#### [DATA SECTION]
-- begin --

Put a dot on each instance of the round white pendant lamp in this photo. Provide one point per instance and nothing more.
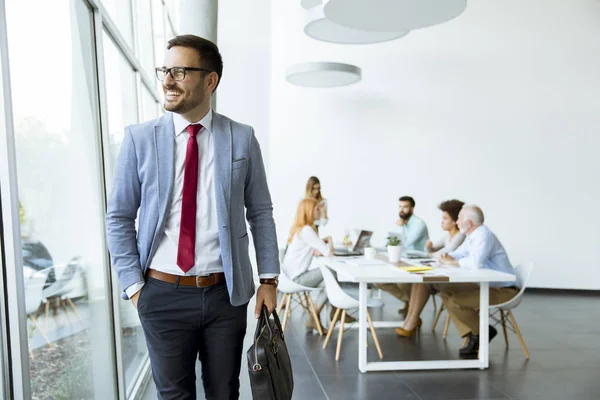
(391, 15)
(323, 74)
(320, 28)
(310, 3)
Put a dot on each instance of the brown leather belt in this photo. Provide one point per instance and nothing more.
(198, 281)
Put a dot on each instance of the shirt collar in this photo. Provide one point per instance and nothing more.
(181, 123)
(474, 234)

-- end --
-- begin --

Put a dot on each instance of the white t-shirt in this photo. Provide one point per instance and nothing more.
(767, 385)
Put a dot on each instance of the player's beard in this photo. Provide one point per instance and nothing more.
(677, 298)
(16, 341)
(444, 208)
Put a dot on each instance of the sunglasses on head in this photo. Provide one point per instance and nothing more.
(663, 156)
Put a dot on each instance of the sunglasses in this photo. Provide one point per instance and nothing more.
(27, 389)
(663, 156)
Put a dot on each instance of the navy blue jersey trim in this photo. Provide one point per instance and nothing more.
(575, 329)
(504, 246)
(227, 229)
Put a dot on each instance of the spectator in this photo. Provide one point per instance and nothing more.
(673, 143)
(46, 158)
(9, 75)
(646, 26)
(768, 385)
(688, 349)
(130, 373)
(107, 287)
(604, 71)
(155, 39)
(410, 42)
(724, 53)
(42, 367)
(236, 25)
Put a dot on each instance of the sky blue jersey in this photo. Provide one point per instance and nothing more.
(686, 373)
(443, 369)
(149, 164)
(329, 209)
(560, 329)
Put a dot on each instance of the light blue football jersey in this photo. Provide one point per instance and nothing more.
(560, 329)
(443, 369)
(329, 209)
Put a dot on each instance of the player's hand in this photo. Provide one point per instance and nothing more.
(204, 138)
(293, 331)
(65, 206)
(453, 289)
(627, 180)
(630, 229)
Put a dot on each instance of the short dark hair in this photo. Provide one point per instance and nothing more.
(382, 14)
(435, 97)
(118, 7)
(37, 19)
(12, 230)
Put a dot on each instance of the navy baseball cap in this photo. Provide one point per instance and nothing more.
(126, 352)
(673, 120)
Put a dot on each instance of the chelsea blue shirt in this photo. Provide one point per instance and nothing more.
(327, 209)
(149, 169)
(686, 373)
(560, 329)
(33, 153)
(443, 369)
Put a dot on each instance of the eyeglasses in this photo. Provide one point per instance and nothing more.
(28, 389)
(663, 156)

-- end --
-- begin --

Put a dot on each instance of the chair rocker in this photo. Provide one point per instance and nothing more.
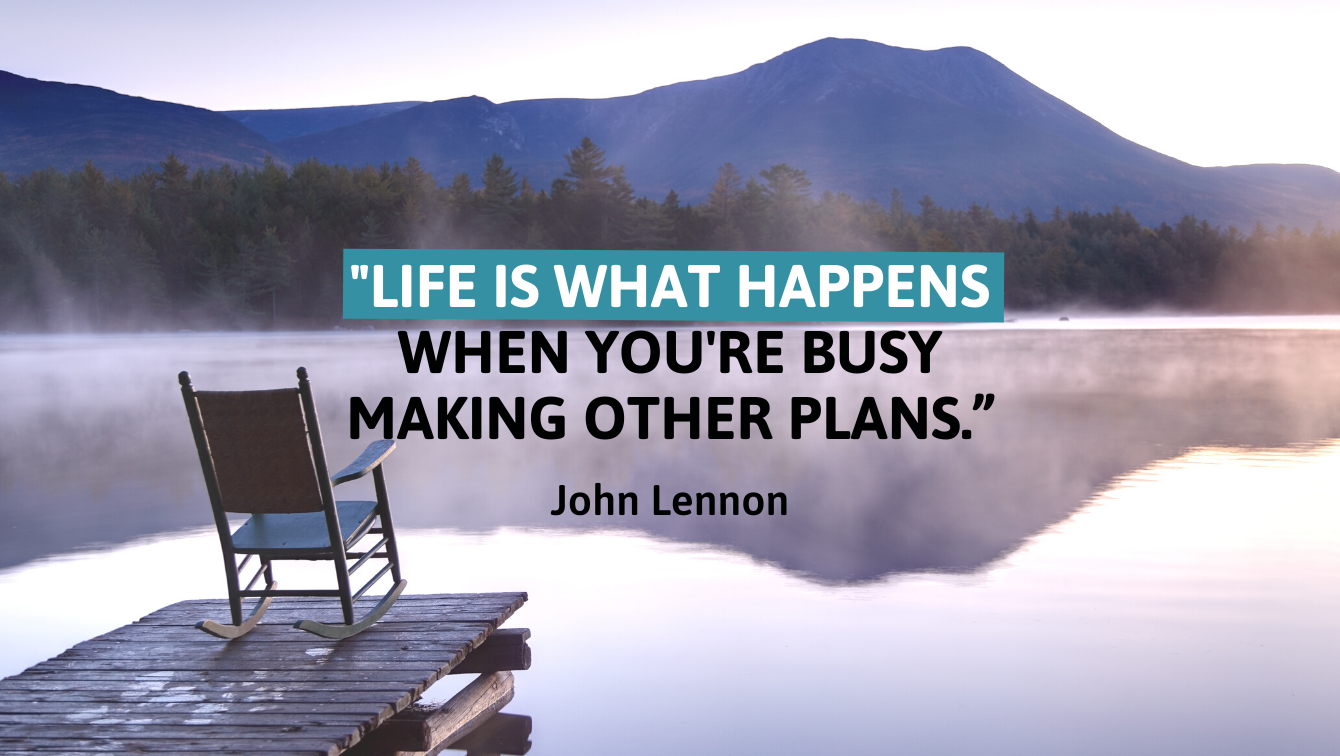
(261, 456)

-- end --

#### [WHAT IS NEEDED]
Find each line in the material above that contains the string "player" and copy those lines in full.

#### [FINISHED TASK]
Put a dot on each instance of the player's beard in this photo. Provide one point per instance and nothing more.
Put a dot on each instance of the player's hand in this photo. Provide one point per instance and nothing more.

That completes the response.